Telekomunikasi
merupakan salah satu infrastruktur penting dalam kehidupan berbangsa dan
bernegara dalam rangka mendukung peningkatan berbagai aspek, mulai dari aspek
perekonomian, pendidikan, dan hubungan antar bangsa, yang perlu ditingkatkan
melalui ketersediaannya baik dari segi aksesibilitas, densitas, mutu dan
layanannya sehingga dapat menjangkau seluruh lapisan masyarakat.
Beberapa
alasan telekomunikasi perlu diatur adalah:
1. Telekomunikasi
merupakan suatu bidang yang menguasai hajat hidup orang banyak sehingga
pengaturannya perlu dilakukan secara khusus agar sesuai dengan Prinsip Ekonomi
indonesia yang terdapat dalam Pasal 33 ayat (3) Undang-Undang Dasar 1945 (UUD
1945).
2. Telekomunikasi
mempunyai arti penting karena dapat dipergunakan sebagai suatu wahana untuk
mencapai pembangunan nasional dalam mewujudkan masyarakat adil dan makmur yang
merata materiil dan spiritual, berdasarkan Pancasila dan UUD 1945.
3. Penyelenggaraan
telekomunikasi juga mempunyai arti strategis dalam upaya memperkokoh persatuan
dan kesatuan bangsa, memperlancar kegiatan pemerintahan, mendukung terciptanya
tujuan pemerataan pembangunan dan hasil-hasilnya, serta meningkatkan hubungan
antar bangsa.Sejak tahun 1961, industri telekomunikasi di Indonesia telah
mengalami kemajuan berarti dengan dimilikinya industri ini secara tunggal oleh
perusahaan negara.

— Yang Diminta —
Sebutkan pasal UUD 1945 yang, menurut kutipan tentang telekomunikasi, memuat Prinsip Ekonomi Indonesia. Gunakan hanya kutipan di atas sebagai sumber.

— Bahan yang Disediakan —
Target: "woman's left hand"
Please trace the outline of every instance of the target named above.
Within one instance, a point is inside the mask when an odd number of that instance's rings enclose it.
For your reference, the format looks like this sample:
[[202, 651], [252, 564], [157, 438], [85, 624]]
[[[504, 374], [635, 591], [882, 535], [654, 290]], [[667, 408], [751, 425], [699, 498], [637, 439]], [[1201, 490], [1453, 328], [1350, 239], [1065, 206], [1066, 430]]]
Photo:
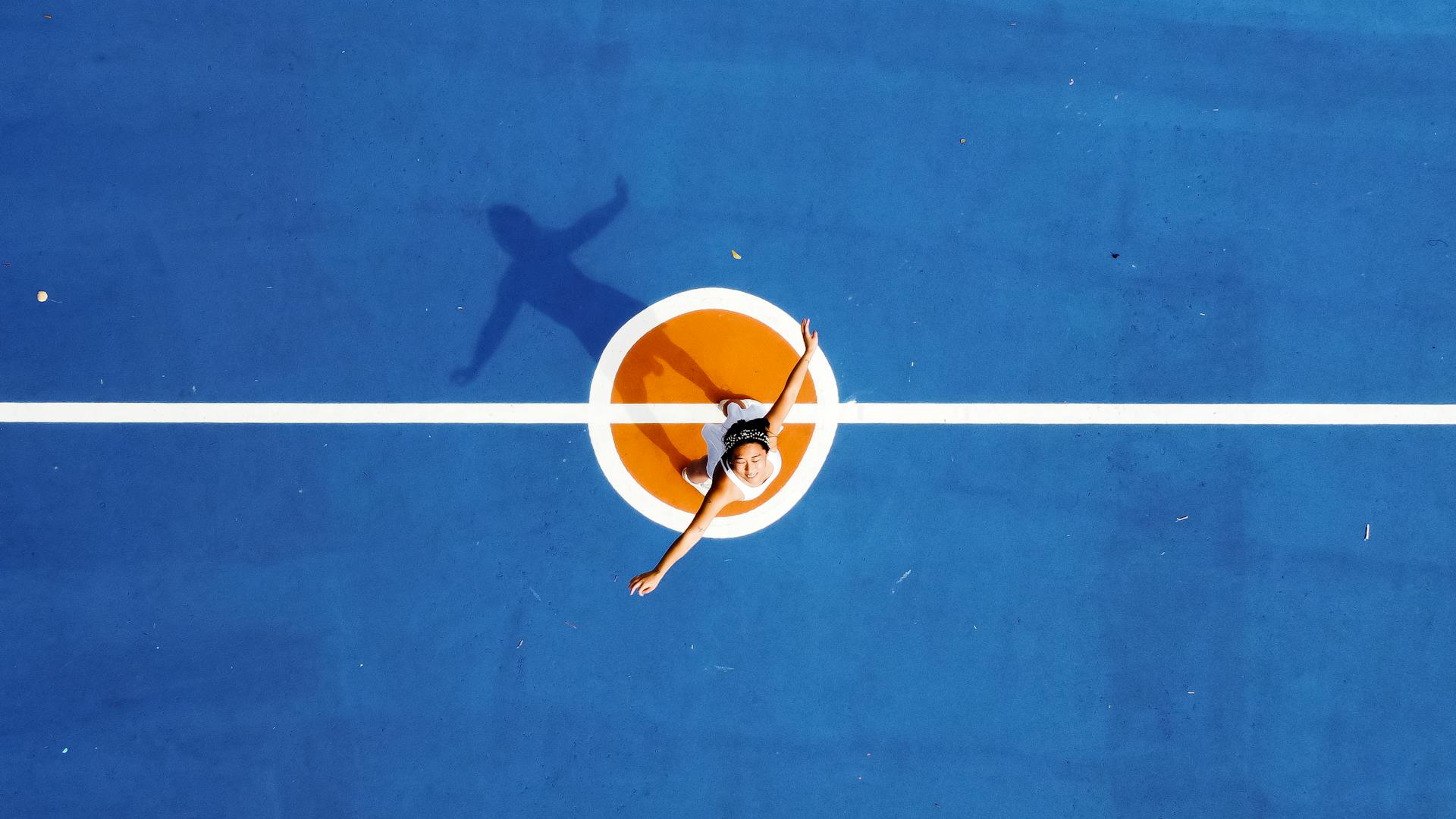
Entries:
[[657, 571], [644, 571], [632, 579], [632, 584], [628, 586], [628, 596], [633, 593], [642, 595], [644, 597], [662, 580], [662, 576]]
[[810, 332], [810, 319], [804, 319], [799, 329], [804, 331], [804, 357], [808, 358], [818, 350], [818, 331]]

— Jawaban Tertulis —
Pasal 33 ayat (3) Undang-Undang Dasar 1945.